- _Source document_:
★ ★ ★

I wondered, how much longer did we have with Santa? What kind of testing would he be put through in 2023, and how would we explain it to him without making him feel like a science experiment?
“I was toxic positivity personified this year,” I wrote on Instagram on Christmas Eve, “and I have no regrets.”
Indeed. We gave him and his sister the Best Christmas Ever™ just in case. Even as I struggle through this Christmas attempting to live upto it, I have no regrets.
Last year I desperately wanted to skip to the part where I knew what to do. The part where I could say, “here are 4 things I would tell myself in hindsight…”
I have that now, but I’m passionate about making clear this is only a conversation I can have with the person I was last Christmas.
A lot of people wanted to help me when I wasn’t ready. A lot of people have opinions about ADHD, and in most cases they aren’t helpful even if cathartic for the moment. The best question I was asked during that time was by a fellow mom, who responded when I finally cracked on the group chat: “I have some insight, but is that what you want or just to vent right now?”
This writing will be my version of that: Friendship. A place to feel seen. But also insight if you want it.
Here are the four things I can now tell myself after the year of diagnosing my child with ADHD…
1) Leaning on your community was the best thing you did, especially those teacher friends.
There was really no reason to be acting like this was offensive or embarrassing. Once I traversed that hump, I found immediate support within the 11 families on my son’s baseball team.

★ ★ ★

- _Dataset content_:

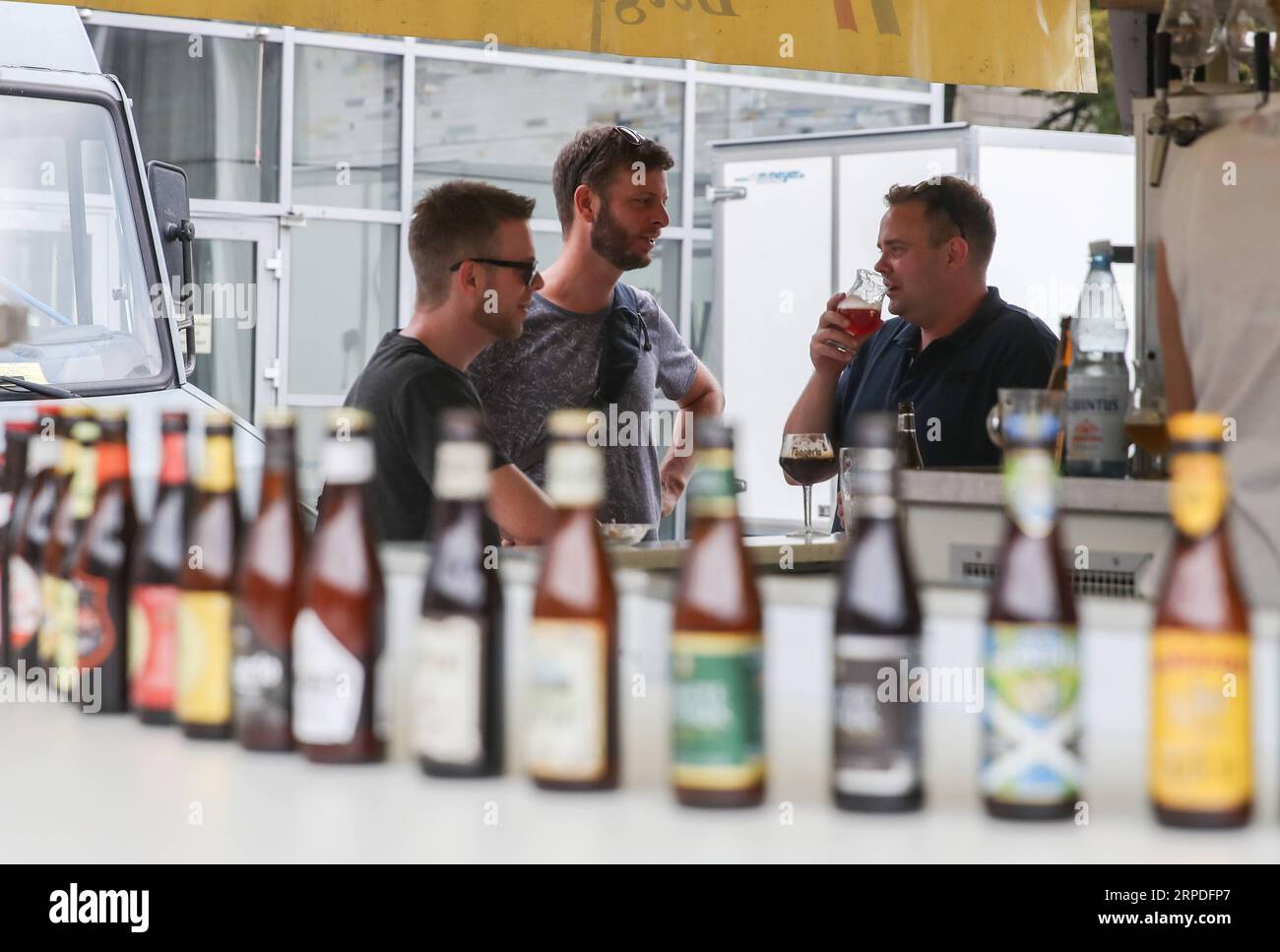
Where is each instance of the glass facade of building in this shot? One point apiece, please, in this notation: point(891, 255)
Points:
point(314, 146)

★ ★ ★

- _Tasks and exercises_:
- a) Edit the ADHD essay by repeating its passage that begins at "A lot of people wanted" and stops after "you want it.", swapping "a fellow mom" for "another parent".
- b) In the ADHD essay, how many families are on the son's baseball team?
- c) Continue the essay about a child's ADHD diagnosis from the point where the text stops.
The data can be set aside here, since none of the work depends on it.

- _Results in order_:
- a)
A lot of people wanted to help me when I wasn’t ready. A lot of people have opinions about ADHD, and in most cases they aren’t helpful even if cathartic for the moment. The best question I was asked during that time was by another parent, who responded when I finally cracked on the group chat: “I have some insight, but is that what you want or just to vent right now?”
This writing will be my version of that: Friendship. A place to feel seen. But also insight if you want it.

- b) There are 11 families.

- c)
A reading specialist and an elementary teacher. The daughter of a child psychologist. Multiple older siblings with complete diagnoses, different medications, behavioral therapists, IEPs. They helped me understand that this worksheet I was treating like Everest was The Help. He was going to struggle in school until I could give the system measurements to base a different path on. This 3rd Grade teacher would be unable to obtain proper resources until I could help her help him.
There was also a judgment flying around about the fact that she was flagging a sizable number of kids in the class. The implication being that she must be annoyed, bad at her job. I actually said these things out loud while I was working it out inside myself, and that was wrong.
What I know in hindsight is it is that common, and not just a thing teachers bring up so they can sedate the ones who are “annoying.” To be sure, my son will not be medicated this year. But he did need the small group tutoring. He does need his science test read to him so he can continue to score well in science while he works out his reading issues.
I wished the school could just see and give him that, but also realize now, this “accommodating” wouldn’t be as useful without a system of participation from families.
Last night, his 4th Grade teacher called me to discuss a great idea she had to help his reading grade and self-confidence while he continues to bridge the gap. None of this happens without that godforsaken painful worksheet reducing him to a scale of 1-5.
We can do easy things.
To my year-younger self: great move talking to regular people while you were at it with the pediatrician. I’m proud of you for lowering your defenses.
2) Working on yourself at the same time you were working on him was a great idea.
Dry January was the right thing to do. Numbing had to stop before I could deal with my feelings and take the most proper action.
Following multiple recommendations by one of my favorite influencers, the next thing I did was listen on Audible to Melody Beatty’s Codependent No More. Melody almost missed me with all her talk about addiction, but there was something very “me” in the stories that wouldn’t let me put her down…
I am codependent with ADHD, I eventually realized.
If it isn’t obvious, scroll back to the top and read again. I’m so codependent with ADHD that I married it for knowing exactly how to be useful in this relationship.
Much as I’ve been daunted from condensing my long winded tendencies into soundbites my ADHD partner could withstand, been thoroughly exhausted with keeping allll the lists, bank accounts and calendars…never did I connect the fact that I might love him precisely because he has ADHD.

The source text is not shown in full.